## Set task
Everything from the line with "Please spot the ceiling fan light" to the end of the data should be restated word for word, and nothing before it.

◇ ◇ ◇

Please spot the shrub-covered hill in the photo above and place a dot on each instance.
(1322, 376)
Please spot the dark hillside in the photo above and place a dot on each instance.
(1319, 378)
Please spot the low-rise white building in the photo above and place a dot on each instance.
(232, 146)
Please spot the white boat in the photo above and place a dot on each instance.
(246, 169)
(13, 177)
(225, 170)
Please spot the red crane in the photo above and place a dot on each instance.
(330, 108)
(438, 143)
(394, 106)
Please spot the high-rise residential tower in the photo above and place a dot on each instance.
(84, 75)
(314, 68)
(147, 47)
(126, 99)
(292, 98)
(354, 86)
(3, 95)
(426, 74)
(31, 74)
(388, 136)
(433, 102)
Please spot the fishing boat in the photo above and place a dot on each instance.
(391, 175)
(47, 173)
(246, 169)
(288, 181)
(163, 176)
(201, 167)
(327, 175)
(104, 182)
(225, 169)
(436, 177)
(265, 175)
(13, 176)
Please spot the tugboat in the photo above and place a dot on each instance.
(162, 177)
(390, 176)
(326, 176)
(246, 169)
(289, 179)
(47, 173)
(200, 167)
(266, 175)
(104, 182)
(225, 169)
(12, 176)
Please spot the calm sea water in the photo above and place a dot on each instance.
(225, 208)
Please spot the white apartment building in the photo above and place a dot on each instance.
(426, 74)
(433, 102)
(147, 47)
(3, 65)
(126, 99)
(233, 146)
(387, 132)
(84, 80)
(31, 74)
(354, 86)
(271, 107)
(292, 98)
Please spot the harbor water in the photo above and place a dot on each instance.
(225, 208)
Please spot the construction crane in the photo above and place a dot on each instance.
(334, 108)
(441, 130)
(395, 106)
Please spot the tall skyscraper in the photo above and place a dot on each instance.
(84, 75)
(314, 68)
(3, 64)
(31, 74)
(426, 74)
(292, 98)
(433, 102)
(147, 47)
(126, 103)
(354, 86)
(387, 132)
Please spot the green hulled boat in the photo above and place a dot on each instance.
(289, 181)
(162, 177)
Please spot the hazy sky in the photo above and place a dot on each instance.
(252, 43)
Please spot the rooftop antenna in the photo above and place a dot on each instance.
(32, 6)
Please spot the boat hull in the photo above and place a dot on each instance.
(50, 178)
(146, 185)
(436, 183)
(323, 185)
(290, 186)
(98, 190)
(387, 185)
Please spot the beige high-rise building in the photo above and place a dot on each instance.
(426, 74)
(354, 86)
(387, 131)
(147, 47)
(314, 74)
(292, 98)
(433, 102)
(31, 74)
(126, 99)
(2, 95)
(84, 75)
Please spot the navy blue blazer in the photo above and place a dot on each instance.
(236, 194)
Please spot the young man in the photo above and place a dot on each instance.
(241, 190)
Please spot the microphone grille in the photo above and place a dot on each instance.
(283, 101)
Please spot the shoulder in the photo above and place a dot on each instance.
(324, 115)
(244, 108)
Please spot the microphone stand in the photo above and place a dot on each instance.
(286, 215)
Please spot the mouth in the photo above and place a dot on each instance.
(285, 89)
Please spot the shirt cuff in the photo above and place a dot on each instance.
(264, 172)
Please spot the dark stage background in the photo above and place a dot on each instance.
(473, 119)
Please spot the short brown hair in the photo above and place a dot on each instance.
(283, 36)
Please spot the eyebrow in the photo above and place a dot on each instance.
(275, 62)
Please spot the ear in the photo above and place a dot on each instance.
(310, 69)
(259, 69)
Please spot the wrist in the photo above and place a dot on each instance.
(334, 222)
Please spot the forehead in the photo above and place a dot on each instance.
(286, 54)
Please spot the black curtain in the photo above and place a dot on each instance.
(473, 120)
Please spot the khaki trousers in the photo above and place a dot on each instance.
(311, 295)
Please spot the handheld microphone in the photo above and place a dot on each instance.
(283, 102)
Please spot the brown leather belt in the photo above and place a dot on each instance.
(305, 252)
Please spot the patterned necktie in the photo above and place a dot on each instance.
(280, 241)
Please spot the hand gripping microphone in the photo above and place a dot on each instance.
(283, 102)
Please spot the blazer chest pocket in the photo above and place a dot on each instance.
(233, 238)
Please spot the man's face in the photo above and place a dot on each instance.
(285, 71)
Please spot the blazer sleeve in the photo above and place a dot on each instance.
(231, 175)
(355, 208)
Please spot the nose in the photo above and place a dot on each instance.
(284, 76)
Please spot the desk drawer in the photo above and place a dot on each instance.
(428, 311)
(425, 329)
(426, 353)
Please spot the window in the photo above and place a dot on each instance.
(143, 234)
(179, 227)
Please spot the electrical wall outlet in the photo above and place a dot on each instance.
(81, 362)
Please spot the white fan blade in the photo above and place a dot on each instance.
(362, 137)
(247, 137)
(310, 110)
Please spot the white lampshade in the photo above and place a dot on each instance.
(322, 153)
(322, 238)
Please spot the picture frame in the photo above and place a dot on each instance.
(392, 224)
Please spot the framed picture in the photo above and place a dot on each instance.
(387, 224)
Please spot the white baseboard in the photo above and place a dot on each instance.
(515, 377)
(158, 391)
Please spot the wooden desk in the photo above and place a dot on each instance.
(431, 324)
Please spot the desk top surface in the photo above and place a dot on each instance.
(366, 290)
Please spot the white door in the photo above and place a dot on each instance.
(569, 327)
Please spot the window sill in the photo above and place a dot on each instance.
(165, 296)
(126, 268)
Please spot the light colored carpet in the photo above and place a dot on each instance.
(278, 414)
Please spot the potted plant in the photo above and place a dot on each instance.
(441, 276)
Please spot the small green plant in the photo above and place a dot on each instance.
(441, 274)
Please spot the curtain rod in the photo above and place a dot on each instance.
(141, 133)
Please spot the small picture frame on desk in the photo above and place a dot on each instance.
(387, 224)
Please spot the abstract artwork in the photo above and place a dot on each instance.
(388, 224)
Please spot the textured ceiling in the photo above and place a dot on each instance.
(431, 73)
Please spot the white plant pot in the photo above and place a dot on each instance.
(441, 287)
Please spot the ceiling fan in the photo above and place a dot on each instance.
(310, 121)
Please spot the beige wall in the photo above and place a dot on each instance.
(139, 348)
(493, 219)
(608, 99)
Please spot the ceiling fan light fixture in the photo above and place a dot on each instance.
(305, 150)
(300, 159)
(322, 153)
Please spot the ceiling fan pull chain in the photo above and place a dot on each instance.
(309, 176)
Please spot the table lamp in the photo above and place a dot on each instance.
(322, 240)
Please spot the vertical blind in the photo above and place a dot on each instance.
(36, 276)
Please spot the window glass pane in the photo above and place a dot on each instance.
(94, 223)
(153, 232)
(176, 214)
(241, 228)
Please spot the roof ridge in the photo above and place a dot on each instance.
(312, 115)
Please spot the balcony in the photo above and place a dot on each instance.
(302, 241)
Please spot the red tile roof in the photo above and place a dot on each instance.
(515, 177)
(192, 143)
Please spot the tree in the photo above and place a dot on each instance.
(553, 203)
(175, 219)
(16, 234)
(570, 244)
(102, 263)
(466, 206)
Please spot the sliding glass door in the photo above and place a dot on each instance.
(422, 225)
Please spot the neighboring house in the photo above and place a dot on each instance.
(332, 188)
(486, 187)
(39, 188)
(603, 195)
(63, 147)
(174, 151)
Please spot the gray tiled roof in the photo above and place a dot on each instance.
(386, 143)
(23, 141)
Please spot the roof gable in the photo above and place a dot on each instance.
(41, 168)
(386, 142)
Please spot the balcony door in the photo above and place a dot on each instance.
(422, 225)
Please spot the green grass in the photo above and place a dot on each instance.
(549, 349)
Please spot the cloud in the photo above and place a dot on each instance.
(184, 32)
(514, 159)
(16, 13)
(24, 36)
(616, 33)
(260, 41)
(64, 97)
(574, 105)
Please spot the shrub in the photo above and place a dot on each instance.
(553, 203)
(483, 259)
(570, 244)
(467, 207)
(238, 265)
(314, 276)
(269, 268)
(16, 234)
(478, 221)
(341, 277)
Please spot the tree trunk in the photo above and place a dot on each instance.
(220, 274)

◇ ◇ ◇

## Exercise solution
Please spot the ceiling fan light fixture in the photo above and place a dot on each instance.
(305, 150)
(300, 159)
(322, 153)
Please spot the ceiling fan pull chain in the photo above and place a dot on each instance.
(309, 176)
Please spot the table lamp in the photo above and place a dot on each instance.
(322, 240)
Please spot the vertical blind in the photo above and place a dot on each instance.
(36, 276)
Please spot the window glass pane in the photo above and place a dot on each instance.
(94, 223)
(153, 232)
(176, 214)
(241, 228)
Please spot the roof ridge in the photo above and place a dot on each instance.
(312, 115)
Please spot the balcony in the photo above and place a dot on each instance.
(302, 241)
Please spot the red tile roof in the photo above and place a dot on each instance.
(515, 177)
(192, 143)
Please spot the tree in the photo above and place a dot on each instance.
(553, 203)
(175, 219)
(16, 234)
(570, 244)
(102, 263)
(466, 206)
Please spot the sliding glass door in the photo above and place a dot on each instance.
(422, 225)
Please spot the neighboring house in the photo above and place a dot on each instance.
(332, 188)
(486, 187)
(39, 188)
(603, 195)
(63, 147)
(174, 151)
Please spot the gray tiled roof in the photo above and place a dot on each instance.
(386, 143)
(23, 141)
Please spot the roof gable in the photo above and place a dot on each instance.
(41, 168)
(386, 142)
Please spot the balcony door in the photo above and place a dot on each instance.
(422, 225)
Please spot the green grass in the photo above and place a dot on each instance.
(549, 349)
Please spot the cloud in the photo above and place a dot on each instance.
(184, 32)
(514, 159)
(16, 13)
(24, 36)
(616, 33)
(260, 41)
(64, 97)
(574, 105)
Please spot the shrub in the photo above and place a dot on each instance.
(553, 203)
(483, 259)
(570, 244)
(467, 207)
(238, 265)
(314, 276)
(269, 268)
(16, 234)
(478, 221)
(341, 277)
Please spot the tree trunk in the photo above and place a dot on each instance.
(220, 274)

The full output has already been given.